PROVIDED MATERIAL:
=-=-=
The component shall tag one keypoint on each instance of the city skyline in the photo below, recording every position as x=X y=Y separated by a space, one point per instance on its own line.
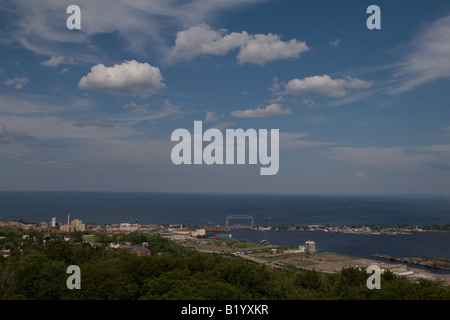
x=358 y=111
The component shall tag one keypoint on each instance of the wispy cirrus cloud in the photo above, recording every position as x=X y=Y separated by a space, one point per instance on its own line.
x=428 y=58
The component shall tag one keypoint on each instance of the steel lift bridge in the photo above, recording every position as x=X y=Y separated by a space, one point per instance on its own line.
x=239 y=217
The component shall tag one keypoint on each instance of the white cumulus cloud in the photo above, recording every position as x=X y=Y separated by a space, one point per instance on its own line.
x=18 y=83
x=261 y=49
x=274 y=109
x=258 y=49
x=130 y=77
x=325 y=85
x=52 y=62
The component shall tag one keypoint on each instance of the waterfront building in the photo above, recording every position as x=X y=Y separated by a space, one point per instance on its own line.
x=310 y=246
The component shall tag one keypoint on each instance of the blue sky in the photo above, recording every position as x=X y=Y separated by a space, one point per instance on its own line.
x=359 y=111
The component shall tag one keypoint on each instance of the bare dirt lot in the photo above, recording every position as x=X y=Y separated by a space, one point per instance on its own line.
x=273 y=256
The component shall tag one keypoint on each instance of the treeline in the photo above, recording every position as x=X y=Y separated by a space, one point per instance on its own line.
x=175 y=272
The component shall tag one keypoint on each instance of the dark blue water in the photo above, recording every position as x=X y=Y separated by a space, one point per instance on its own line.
x=194 y=209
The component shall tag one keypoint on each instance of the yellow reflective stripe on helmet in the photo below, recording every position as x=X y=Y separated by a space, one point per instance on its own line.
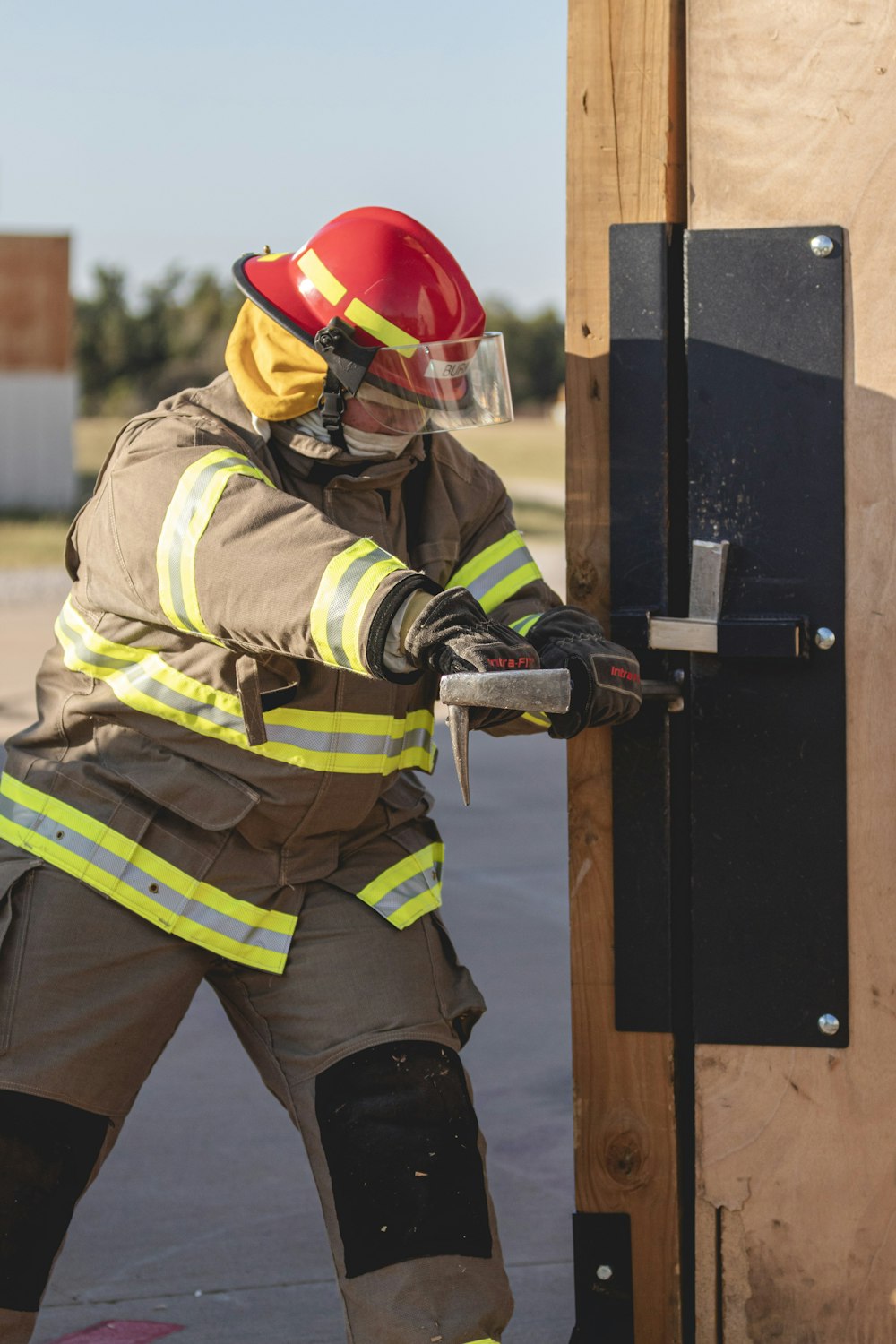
x=349 y=581
x=408 y=889
x=379 y=327
x=525 y=624
x=188 y=515
x=142 y=881
x=498 y=572
x=322 y=279
x=309 y=739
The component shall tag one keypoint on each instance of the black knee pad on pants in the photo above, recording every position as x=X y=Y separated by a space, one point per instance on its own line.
x=400 y=1134
x=47 y=1152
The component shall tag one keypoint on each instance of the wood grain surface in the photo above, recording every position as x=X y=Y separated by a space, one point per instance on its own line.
x=35 y=309
x=625 y=166
x=793 y=120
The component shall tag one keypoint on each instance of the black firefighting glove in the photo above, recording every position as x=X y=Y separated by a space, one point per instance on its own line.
x=454 y=634
x=606 y=680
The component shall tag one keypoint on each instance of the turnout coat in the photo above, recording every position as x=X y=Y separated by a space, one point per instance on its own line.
x=215 y=722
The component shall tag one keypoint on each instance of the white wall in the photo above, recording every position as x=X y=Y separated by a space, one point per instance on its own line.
x=37 y=414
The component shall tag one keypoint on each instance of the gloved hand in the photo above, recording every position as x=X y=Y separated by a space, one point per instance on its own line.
x=454 y=634
x=606 y=679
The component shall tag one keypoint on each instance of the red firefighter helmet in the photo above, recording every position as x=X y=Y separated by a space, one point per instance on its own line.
x=392 y=314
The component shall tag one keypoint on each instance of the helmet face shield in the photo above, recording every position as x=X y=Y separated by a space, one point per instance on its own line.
x=438 y=386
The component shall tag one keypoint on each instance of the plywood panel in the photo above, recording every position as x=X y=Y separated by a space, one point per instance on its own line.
x=791 y=120
x=35 y=309
x=625 y=164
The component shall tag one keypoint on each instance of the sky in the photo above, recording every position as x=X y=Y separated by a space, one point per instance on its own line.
x=194 y=132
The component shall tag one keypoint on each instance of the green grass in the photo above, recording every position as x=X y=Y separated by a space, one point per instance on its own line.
x=93 y=437
x=524 y=451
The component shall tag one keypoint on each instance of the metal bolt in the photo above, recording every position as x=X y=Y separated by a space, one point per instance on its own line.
x=821 y=245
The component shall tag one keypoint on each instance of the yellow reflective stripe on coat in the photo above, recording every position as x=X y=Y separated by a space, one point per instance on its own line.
x=188 y=515
x=142 y=881
x=498 y=572
x=349 y=583
x=408 y=889
x=538 y=719
x=308 y=739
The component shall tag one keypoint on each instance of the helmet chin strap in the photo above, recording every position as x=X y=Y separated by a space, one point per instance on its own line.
x=347 y=365
x=331 y=405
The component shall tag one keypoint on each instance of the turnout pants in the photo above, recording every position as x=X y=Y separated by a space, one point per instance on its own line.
x=358 y=1040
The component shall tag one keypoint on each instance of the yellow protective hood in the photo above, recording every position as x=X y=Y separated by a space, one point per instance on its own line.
x=277 y=375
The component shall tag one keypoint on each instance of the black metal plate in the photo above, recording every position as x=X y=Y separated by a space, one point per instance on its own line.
x=638 y=573
x=603 y=1287
x=769 y=784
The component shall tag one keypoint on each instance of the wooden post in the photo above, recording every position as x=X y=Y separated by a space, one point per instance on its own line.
x=625 y=166
x=791 y=120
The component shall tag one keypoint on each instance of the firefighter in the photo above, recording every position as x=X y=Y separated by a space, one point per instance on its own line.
x=223 y=780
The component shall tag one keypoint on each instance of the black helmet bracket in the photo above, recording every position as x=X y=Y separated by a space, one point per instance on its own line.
x=347 y=366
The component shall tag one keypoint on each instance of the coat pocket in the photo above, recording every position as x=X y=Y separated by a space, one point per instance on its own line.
x=13 y=922
x=198 y=793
=-=-=
WORK TO BE COMPLETED: Recast the stretch from the line containing "instance of the sky" through the line containing "x=223 y=780" as a two-column CSV with the header instruction,points. Give one line per row, put each field in quotes, and replace any line breaks inside a field with spaces.

OUTPUT OF THE EXERCISE:
instruction,points
"The component shall tag one keypoint on each instance of the sky in the photo above, recording every position as x=X y=Y separated by a space, one point per instance on its own line.","x=194 y=132"
"The component shall tag one keypoint on each instance of the green grass in the photo above, recording every position as x=X y=Y separated by a space, one point per instance on its own line.","x=93 y=437 x=524 y=451"
"The component shall tag one keypoint on each instance of the metal bolt in the photo above, recording every position as x=X y=Y separated by a space, one point per instance on its own line.","x=821 y=245"
"The component shall tag one keypoint on each instance of the yellow reflective stripe on coat in the photo above, recording every position as x=X y=Y separated by a space, one point per instance on its own line.","x=188 y=515 x=142 y=881 x=498 y=572 x=349 y=583 x=408 y=889 x=538 y=719 x=308 y=739"
"The component shall tag one keypoint on each instance of the helmet chin strap in the photo above, recording every position as x=X y=Y separated by a space, one point per instance on its own line.","x=347 y=365 x=331 y=405"
"The component shall tag one keypoint on each instance of the turnout pants in the photo above, recording every position as x=X y=Y separated by a space, one point per instance on its own line.","x=358 y=1040"
"The component shall tag one keypoint on each instance of the yellow protective hood in the photo above, recording every position as x=X y=Y separated by a space, one point per instance on its own line.","x=277 y=375"
"The component shall tag one keypoint on each instance of the black metal plate in the photo above, recording every position as x=X y=Y separated by a space, one point per instance on its own line.","x=638 y=573 x=603 y=1287 x=769 y=784"
"The component shall tag one keypoint on each instance of the wooden post in the photo above, recording every position as x=X y=Y separated by a space, one point per instance on its own line.","x=625 y=166 x=791 y=120"
"The component shall tag one keypoint on each instance of the firefighter in the photo above, recording every position as x=X y=Y separated by a space, one point per instance on its own line.","x=223 y=780"